■ **SELECTION**
....

There are other practical issues that have slowed language revitalization in Oklahoma: the physical infirmity of fluent speakers, disagreements over which dialect to choose as the standard, and who the best speakers are. Then there are politics and personal issues. With so much at stake, leaders need to come forward who can overcome the problems or work around those that cannot be overcome.

What Works
When I first came to Oklahoma, all the language activities I heard about involved classes of adults that met once a week to go through lists of vocabulary and translate things that students wanted to know how to say. This does not lead to fluency, and fortunately this situation is changing.

What works is immersion, both in the classroom and in small, personal, master-apprentice arrangements. (The master-apprentice model of language learning as developed among California tribes classically involves one fluent teacher and one younger learner who live their lives together intensively and solely in the language for 20 or more hours per week. The apprentice can become fully fluent after about three years of this. Variations on the model have involved two masters or a family of apprentices.)

Intense, frequent learning periods work. Combining language and culture works. Creating a habitat for the language is essential. Fortunately, more and more Oklahoma language programs are now heading in these directions.

Current Efforts
There is increasing Indian language awareness and promotion by mainstream institutions in Oklahoma. The University of Oklahoma has been offering Indian language courses for college credit since the early 1990s. Current offerings include Choctaw, Cherokee, Creek, and Kiowa at three levels for credit, all taught by members of the respective tribes. Northeastern State University in Tahlequah offers classes in Cherokee and teacher training for Cherokee instructors. The University of Oklahoma’s Sam Noble Oklahoma Museum of Natural History has just held its fifth annual Native American Youth Language Fair, which helps Indian children from all over the state see the value of achievement in their own language by offering them a public stage, as well as prizes, certificates, and t-shirts.

While these institutional programs are welcome and helpful, efforts by tribes and individuals in the communities are the most elements for developing fluency and revitalizing language habitat. More and more Oklahoma tribes,like the Choctaws, Comanches, Cherokees, and Pawnees, are beginning to commit their own funds to language work. The Cherokees are running immersion preschools and the Yuchis have introduced language programs in their preschools; a Sauk immersion program is also under development. The Cherokee Nation offers online classes, and the Yuchis are developing computerized activities and CDs. The Choctaw tribe has set up Choctaw language classes in more than 40 public schools. Even tribes like the Miami and Kaw, whose languages have no surviving fluent speakers in the state, have active language programs. They make use of written sources and consult with linguists and speakers of related languages and, where possible, fluent speakers in other states or Canada. The Kaws have their own tribal linguist.

....

■ **RECORDS PROVIDED**
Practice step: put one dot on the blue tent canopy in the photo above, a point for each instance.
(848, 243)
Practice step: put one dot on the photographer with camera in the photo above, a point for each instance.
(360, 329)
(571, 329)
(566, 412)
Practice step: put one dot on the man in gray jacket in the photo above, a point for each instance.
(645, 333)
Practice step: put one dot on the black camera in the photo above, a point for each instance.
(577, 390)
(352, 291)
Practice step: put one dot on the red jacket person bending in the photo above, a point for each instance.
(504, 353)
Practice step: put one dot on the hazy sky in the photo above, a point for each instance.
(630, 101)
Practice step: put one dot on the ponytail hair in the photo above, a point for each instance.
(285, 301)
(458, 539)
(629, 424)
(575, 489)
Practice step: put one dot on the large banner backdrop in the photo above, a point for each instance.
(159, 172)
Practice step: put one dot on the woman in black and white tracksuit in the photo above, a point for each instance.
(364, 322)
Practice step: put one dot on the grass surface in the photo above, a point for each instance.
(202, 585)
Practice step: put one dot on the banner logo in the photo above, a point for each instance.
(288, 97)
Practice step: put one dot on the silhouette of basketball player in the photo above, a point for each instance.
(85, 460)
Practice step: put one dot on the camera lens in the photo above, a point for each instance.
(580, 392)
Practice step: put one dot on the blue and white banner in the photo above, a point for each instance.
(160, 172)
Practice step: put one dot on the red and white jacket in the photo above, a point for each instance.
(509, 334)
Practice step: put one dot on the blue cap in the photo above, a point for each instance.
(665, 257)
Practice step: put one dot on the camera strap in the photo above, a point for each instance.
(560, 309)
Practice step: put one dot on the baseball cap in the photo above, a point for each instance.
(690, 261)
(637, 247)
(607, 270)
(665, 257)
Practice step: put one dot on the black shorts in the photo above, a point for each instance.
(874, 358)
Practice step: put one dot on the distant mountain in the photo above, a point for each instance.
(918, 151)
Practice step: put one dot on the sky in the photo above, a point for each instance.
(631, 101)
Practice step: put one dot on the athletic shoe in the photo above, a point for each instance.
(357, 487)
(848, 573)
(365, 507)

....

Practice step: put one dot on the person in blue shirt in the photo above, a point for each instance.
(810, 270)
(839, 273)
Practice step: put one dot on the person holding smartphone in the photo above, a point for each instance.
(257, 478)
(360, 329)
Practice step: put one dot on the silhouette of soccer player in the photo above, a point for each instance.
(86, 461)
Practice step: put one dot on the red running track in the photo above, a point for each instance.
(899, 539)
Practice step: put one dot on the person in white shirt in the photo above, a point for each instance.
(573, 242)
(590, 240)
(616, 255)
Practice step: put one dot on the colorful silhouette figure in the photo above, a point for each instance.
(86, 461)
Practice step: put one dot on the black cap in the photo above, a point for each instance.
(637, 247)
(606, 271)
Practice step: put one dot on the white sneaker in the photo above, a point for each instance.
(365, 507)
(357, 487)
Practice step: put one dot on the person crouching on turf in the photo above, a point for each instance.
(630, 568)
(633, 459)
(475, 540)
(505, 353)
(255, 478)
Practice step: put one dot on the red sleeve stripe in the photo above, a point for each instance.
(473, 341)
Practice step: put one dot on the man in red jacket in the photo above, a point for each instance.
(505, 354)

....

■ **PROBLEM**
Can you continue the passage on Oklahoma language revitalization from its last sentence? The items have no connection to the passage on Oklahoma language revitalization.

■ **RESPONSE BELOW**
The Kiwat Hasinay Foundation, a nonprofit organization dedicated to Caddo language, has held classes; collected, digitized, and archived old song and language recordings; and produced publications such as a bilingual children’s storybook and a Caddo language phrasebook. There also are individuals within the Miami, Comanche, Yuchi, Pawnee, Kickapoo, Creek, Sac and Fox, Kiowa, Chickasaw, Ponca, and Osage tribes offering language classes and starting other programs for their people.

This is just a small sample of the exciting language work going on in Oklahoma. But there is still not enough, and many of these are not immersion programs. What is needed immediately is a realistic understanding of the urgency of language endangerment, money (for training, transportation, supplies, and salaries), some technical know-how, and the leadership and determination to overcome the difficulties and work together for the future of Oklahoma’s irreplaceable Indian heritage. The recent surge in interest, and the great enthusiasm and creativity of language workers are all very good signs. But a real future for Oklahoma languages—not as books or videos on a shelf, but as living, breathing, functional languages—requires massive, immediate language teaching, and the building of new language habitats.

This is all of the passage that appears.